◆ EXCERPT PROVIDED

^^^^^^^^^^^^^^^^

Terror

Inability to face or cope with those emotions, fears, ideas or urges represented in the dream. It is important to find where you felt that sort of terror in the past. This releases its hold on you. This is not easy, because many memories have never been verbalised, or occurred either prior to learning speech, or when you were under anaesthetic. But they can be realised through steady dreamwork.

Example: I was working on Dream Dictation and came across this. I think it is importance in understanding how to deal with things that terrify us.

These really are the ideal conditions to provoke a dream to answer our question or problem. I have used this method myself with some success, one dream being a direct answer to a direct question. At the time of the dream I had been researching on the psychological effects of Yoga exercises or postures – particularly the slow breath. I practised the postures and tried as far as was possible to discover consciously what they did to the emotions, instincts and mind. I then asked myself, just before going to sleep, if there were inner effects I was unconscious of. If so, what were they? In this way I hoped to induce a helpful dream. In fact, I had several, but one in particular helped a great deal. In it I was on an underground train. Two black men were standing in the aisle. The train was nearing my station and I passed them to get to the door. One would not stand aside, even after I said ‘Excuse me’, so I had to push past him. This annoyed him so much that he rushed at me with hands extended to strangle me, but I caught his hands in mine, and gradually forced them down from my throat. As I did so, I thought: ‘This is what Yoga has done’ (i.e. given me the strength to stand against the black man).

^^^^^^^^^^^^^^^^

◆ RECORD EXCERPTS
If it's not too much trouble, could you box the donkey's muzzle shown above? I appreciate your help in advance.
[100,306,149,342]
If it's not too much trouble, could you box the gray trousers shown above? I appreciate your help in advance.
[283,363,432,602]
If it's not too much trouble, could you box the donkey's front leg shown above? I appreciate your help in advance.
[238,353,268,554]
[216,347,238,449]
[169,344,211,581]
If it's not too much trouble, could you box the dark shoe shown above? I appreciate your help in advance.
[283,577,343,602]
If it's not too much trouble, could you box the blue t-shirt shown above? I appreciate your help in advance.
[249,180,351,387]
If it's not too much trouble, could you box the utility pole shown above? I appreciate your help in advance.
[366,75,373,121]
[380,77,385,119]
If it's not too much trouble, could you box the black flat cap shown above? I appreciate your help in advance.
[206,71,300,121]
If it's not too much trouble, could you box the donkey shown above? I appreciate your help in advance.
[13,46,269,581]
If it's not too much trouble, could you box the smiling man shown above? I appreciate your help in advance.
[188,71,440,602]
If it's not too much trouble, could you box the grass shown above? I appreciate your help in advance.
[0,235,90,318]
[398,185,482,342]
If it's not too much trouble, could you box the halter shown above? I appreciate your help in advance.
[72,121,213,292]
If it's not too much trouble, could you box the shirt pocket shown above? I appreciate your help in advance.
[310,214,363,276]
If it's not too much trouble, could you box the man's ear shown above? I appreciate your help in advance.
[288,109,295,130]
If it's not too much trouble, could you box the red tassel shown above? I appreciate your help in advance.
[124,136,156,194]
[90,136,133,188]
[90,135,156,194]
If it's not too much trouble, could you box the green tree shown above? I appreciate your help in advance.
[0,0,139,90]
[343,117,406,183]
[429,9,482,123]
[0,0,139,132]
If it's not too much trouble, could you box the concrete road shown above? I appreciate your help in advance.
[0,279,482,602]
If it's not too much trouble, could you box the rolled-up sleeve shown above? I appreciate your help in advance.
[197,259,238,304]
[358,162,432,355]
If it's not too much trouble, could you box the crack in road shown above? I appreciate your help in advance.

^^^^^^^^^^^^^^^^

◆ WHAT YOU NEED TO DO
A: Duplicate the entry on terror between "Inability to face" and "that terrify us.", inclusive.
B: Rewrite the rows between the lines holding "If it's not too much trouble, could you box the man's" and "[0,0,139,132]", inclusive, with "red tassel" changed to "crimson tassel" and everything else the same. Return only those lines.
The entry on terror and the rows were drawn from unrelated sources.

◆ EXERCISE ANSWERS
A:
Inability to face or cope with those emotions, fears, ideas or urges represented in the dream. It is important to find where you felt that sort of terror in the past. This releases its hold on you. This is not easy, because many memories have never been verbalised, or occurred either prior to learning speech, or when you were under anaesthetic. But they can be realised through steady dreamwork.

Example: I was working on Dream Dictation and came across this. I think it is importance in understanding how to deal with things that terrify us.

B:
If it's not too much trouble, could you box the man's ear shown above? I appreciate your help in advance.
[288,109,295,130]
If it's not too much trouble, could you box the crimson tassel shown above? I appreciate your help in advance.
[124,136,156,194]
[90,136,133,188]
[90,135,156,194]
If it's not too much trouble, could you box the green tree shown above? I appreciate your help in advance.
[0,0,139,90]
[343,117,406,183]
[429,9,482,123]
[0,0,139,132]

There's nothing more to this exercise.